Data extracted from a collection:

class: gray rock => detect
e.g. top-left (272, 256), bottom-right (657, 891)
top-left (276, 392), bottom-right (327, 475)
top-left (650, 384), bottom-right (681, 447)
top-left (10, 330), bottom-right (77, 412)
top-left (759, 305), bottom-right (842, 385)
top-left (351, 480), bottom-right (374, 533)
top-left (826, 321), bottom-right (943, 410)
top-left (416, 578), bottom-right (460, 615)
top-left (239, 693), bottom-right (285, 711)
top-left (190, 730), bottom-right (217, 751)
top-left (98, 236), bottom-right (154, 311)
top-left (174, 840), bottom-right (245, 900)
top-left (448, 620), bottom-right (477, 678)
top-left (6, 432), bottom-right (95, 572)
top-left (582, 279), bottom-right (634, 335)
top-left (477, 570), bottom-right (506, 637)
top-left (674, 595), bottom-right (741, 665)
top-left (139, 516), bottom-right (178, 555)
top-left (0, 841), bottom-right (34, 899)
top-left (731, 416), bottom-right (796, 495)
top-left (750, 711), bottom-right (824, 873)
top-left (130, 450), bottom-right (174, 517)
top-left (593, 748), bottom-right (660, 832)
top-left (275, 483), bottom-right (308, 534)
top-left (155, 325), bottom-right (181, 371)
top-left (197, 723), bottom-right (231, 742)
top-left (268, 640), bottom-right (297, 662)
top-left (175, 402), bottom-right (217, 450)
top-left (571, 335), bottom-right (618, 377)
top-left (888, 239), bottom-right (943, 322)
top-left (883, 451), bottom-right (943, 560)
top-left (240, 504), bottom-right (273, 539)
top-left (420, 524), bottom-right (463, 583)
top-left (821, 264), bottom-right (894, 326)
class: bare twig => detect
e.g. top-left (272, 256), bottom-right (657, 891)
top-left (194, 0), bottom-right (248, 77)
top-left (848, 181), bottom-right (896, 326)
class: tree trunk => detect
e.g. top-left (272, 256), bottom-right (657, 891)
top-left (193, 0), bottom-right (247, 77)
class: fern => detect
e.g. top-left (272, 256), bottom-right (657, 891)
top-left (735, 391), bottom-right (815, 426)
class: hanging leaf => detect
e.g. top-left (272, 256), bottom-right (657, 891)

What you need to do →
Each record must be copied out exactly and in full.

Answer section →
class: gray rock => detect
e.g. top-left (272, 256), bottom-right (657, 891)
top-left (276, 392), bottom-right (327, 475)
top-left (650, 384), bottom-right (681, 447)
top-left (10, 330), bottom-right (77, 412)
top-left (759, 305), bottom-right (842, 385)
top-left (351, 480), bottom-right (374, 533)
top-left (826, 321), bottom-right (943, 410)
top-left (416, 578), bottom-right (460, 615)
top-left (239, 693), bottom-right (285, 711)
top-left (190, 730), bottom-right (217, 751)
top-left (98, 236), bottom-right (154, 311)
top-left (174, 840), bottom-right (245, 900)
top-left (448, 620), bottom-right (477, 678)
top-left (6, 432), bottom-right (95, 572)
top-left (582, 279), bottom-right (634, 335)
top-left (477, 570), bottom-right (506, 637)
top-left (674, 595), bottom-right (741, 665)
top-left (139, 516), bottom-right (178, 555)
top-left (0, 841), bottom-right (34, 899)
top-left (731, 416), bottom-right (796, 495)
top-left (750, 711), bottom-right (824, 873)
top-left (130, 450), bottom-right (174, 517)
top-left (593, 748), bottom-right (660, 832)
top-left (275, 483), bottom-right (308, 534)
top-left (155, 325), bottom-right (181, 371)
top-left (197, 723), bottom-right (231, 742)
top-left (268, 640), bottom-right (297, 662)
top-left (175, 402), bottom-right (217, 450)
top-left (571, 335), bottom-right (618, 377)
top-left (888, 239), bottom-right (943, 322)
top-left (883, 451), bottom-right (943, 560)
top-left (240, 504), bottom-right (273, 539)
top-left (420, 524), bottom-right (463, 583)
top-left (821, 264), bottom-right (894, 326)
class: bare twig => detect
e.g. top-left (272, 256), bottom-right (657, 891)
top-left (194, 0), bottom-right (248, 77)
top-left (848, 181), bottom-right (896, 326)
class: tree trunk => detect
e.g. top-left (272, 256), bottom-right (657, 891)
top-left (193, 0), bottom-right (247, 77)
class: fern => detect
e.g. top-left (272, 256), bottom-right (657, 891)
top-left (735, 391), bottom-right (815, 426)
class: hanging leaf => detect
e.g. top-left (272, 256), bottom-right (657, 891)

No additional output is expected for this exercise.